Stated problem:
Each record must be reproduced exactly as it is shown.

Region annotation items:

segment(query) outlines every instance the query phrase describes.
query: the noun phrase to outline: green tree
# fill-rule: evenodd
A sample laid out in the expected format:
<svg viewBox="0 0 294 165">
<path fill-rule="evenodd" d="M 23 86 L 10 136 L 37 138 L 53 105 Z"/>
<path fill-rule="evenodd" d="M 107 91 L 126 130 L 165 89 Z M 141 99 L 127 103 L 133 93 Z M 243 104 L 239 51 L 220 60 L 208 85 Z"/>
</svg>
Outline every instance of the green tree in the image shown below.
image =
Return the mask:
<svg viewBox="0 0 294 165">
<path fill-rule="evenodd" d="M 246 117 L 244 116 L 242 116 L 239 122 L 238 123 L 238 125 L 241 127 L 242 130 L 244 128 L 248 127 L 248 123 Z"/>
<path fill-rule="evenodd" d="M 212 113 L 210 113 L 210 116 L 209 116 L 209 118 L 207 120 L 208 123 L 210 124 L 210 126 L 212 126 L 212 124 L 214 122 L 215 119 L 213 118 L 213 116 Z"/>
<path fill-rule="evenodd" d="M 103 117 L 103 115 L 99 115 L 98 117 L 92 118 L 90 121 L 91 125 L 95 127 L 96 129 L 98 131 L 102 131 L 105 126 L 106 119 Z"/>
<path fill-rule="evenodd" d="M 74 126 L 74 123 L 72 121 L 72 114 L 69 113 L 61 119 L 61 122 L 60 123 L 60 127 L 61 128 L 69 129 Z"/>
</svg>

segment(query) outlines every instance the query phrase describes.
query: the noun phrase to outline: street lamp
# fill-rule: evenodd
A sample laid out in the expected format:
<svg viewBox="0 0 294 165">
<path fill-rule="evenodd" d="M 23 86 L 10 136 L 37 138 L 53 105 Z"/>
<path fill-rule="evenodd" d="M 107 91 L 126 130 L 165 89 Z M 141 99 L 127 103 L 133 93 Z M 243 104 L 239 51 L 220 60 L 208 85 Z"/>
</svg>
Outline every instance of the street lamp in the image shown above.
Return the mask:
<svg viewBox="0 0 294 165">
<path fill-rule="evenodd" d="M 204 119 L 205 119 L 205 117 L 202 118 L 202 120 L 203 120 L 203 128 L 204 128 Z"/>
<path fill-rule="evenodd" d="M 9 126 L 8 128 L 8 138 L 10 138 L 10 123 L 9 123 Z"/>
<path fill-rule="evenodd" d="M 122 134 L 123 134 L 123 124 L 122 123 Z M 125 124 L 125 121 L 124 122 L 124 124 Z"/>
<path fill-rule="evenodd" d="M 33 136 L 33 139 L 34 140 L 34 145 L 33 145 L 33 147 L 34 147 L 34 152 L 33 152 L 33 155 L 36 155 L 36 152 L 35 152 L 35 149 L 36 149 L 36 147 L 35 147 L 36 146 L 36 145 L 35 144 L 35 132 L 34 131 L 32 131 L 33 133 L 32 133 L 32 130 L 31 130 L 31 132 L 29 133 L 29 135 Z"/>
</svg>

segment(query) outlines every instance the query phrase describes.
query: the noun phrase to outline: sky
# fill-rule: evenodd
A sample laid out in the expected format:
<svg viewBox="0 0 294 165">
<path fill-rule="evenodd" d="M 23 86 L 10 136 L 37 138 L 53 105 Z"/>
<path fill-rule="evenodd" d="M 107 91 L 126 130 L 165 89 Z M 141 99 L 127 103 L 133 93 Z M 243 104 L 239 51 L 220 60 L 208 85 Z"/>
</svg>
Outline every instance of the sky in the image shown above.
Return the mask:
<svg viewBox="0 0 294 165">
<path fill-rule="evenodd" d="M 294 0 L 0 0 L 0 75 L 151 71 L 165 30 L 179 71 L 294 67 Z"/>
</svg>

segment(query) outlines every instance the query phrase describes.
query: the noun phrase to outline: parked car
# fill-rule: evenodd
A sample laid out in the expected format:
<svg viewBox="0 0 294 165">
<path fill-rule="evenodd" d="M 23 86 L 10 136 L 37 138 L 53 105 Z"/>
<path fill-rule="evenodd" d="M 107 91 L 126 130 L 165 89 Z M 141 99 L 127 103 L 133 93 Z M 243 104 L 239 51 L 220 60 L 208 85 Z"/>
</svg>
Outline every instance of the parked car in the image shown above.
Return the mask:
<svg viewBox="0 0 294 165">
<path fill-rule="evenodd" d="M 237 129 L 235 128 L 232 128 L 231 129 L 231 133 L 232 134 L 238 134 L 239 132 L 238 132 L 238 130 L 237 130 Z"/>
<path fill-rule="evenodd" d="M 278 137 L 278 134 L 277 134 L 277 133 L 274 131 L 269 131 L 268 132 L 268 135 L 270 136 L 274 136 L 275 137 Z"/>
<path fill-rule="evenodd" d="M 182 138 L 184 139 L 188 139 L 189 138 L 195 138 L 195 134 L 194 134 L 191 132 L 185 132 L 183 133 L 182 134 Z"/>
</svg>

Expected answer:
segment(query) outlines every instance the query phrase describes.
query: the noun phrase to outline: green tree
# fill-rule: evenodd
A sample laid out in the expected format:
<svg viewBox="0 0 294 165">
<path fill-rule="evenodd" d="M 23 86 L 10 136 L 37 138 L 53 105 Z"/>
<path fill-rule="evenodd" d="M 107 91 L 126 130 L 165 89 Z M 141 99 L 127 103 L 133 93 Z M 243 104 L 239 51 L 220 60 L 208 85 Z"/>
</svg>
Outline every instance of the green tree in the image shown below.
image =
Return the mask:
<svg viewBox="0 0 294 165">
<path fill-rule="evenodd" d="M 246 117 L 244 116 L 242 116 L 239 122 L 238 123 L 238 125 L 241 127 L 242 130 L 244 128 L 248 127 L 248 123 Z"/>
<path fill-rule="evenodd" d="M 212 113 L 210 113 L 210 116 L 209 116 L 209 118 L 207 120 L 208 123 L 210 124 L 210 126 L 212 126 L 212 124 L 214 122 L 215 119 L 213 118 L 213 116 Z"/>
<path fill-rule="evenodd" d="M 103 117 L 103 115 L 99 115 L 98 117 L 92 118 L 90 121 L 91 125 L 95 127 L 96 129 L 98 131 L 102 131 L 105 126 L 106 119 Z"/>
<path fill-rule="evenodd" d="M 74 126 L 74 123 L 72 121 L 72 114 L 69 113 L 61 119 L 61 122 L 60 123 L 60 127 L 61 128 L 69 129 Z"/>
</svg>

segment(query) outlines every instance the query phrase describes.
query: the noun phrase to outline: street lamp
# fill-rule: evenodd
A sample laid out in the expected format:
<svg viewBox="0 0 294 165">
<path fill-rule="evenodd" d="M 23 86 L 10 136 L 37 138 L 53 105 Z"/>
<path fill-rule="evenodd" d="M 107 91 L 126 130 L 165 89 Z M 141 99 L 127 103 L 133 93 Z M 243 104 L 239 51 L 220 60 L 208 85 Z"/>
</svg>
Outline every instance of the street lamp in the image shown above.
Return the mask:
<svg viewBox="0 0 294 165">
<path fill-rule="evenodd" d="M 204 119 L 205 119 L 205 117 L 202 118 L 202 120 L 203 120 L 203 128 L 204 128 Z"/>
<path fill-rule="evenodd" d="M 9 126 L 8 128 L 8 138 L 10 138 L 10 123 L 9 123 Z"/>
<path fill-rule="evenodd" d="M 122 134 L 123 134 L 123 124 L 122 123 Z M 125 124 L 125 121 L 124 122 L 124 124 Z"/>
<path fill-rule="evenodd" d="M 33 136 L 33 139 L 34 140 L 34 145 L 33 145 L 33 147 L 34 147 L 34 152 L 33 152 L 33 155 L 36 155 L 36 152 L 35 152 L 35 149 L 36 149 L 36 147 L 35 147 L 36 146 L 36 145 L 35 144 L 35 132 L 34 131 L 32 131 L 33 133 L 32 133 L 32 130 L 31 130 L 31 132 L 29 133 L 29 135 Z"/>
</svg>

segment(query) outlines every instance the query phrase describes.
query: the noun phrase to outline: sky
# fill-rule: evenodd
A sample laid out in the expected format:
<svg viewBox="0 0 294 165">
<path fill-rule="evenodd" d="M 23 86 L 10 136 L 37 138 L 53 105 Z"/>
<path fill-rule="evenodd" d="M 107 91 L 126 130 L 165 89 Z M 141 99 L 127 103 L 133 93 Z M 243 104 L 239 51 L 220 60 L 208 85 Z"/>
</svg>
Outline every instance of the sky in the image shown above.
Return the mask:
<svg viewBox="0 0 294 165">
<path fill-rule="evenodd" d="M 294 0 L 0 0 L 0 75 L 151 71 L 165 30 L 179 71 L 294 67 Z"/>
</svg>

segment(query) outlines every instance the query phrase describes.
query: the noun phrase to outline: parked car
# fill-rule: evenodd
A sample laid out in the expected format:
<svg viewBox="0 0 294 165">
<path fill-rule="evenodd" d="M 23 86 L 10 136 L 37 138 L 53 105 Z"/>
<path fill-rule="evenodd" d="M 107 91 L 126 130 L 165 89 Z M 141 99 L 127 103 L 133 93 Z M 243 104 L 239 51 L 220 60 L 208 85 Z"/>
</svg>
Outline every instance of the parked car in the image shown above.
Return the mask:
<svg viewBox="0 0 294 165">
<path fill-rule="evenodd" d="M 237 129 L 235 128 L 232 128 L 231 129 L 231 133 L 232 134 L 238 134 L 239 132 L 238 132 L 238 130 L 237 130 Z"/>
<path fill-rule="evenodd" d="M 278 137 L 278 134 L 277 134 L 277 133 L 274 131 L 269 131 L 268 132 L 268 135 L 270 136 L 274 136 L 275 137 Z"/>
<path fill-rule="evenodd" d="M 182 138 L 184 139 L 188 139 L 189 138 L 195 138 L 195 134 L 194 134 L 191 132 L 185 132 L 183 133 L 182 134 Z"/>
</svg>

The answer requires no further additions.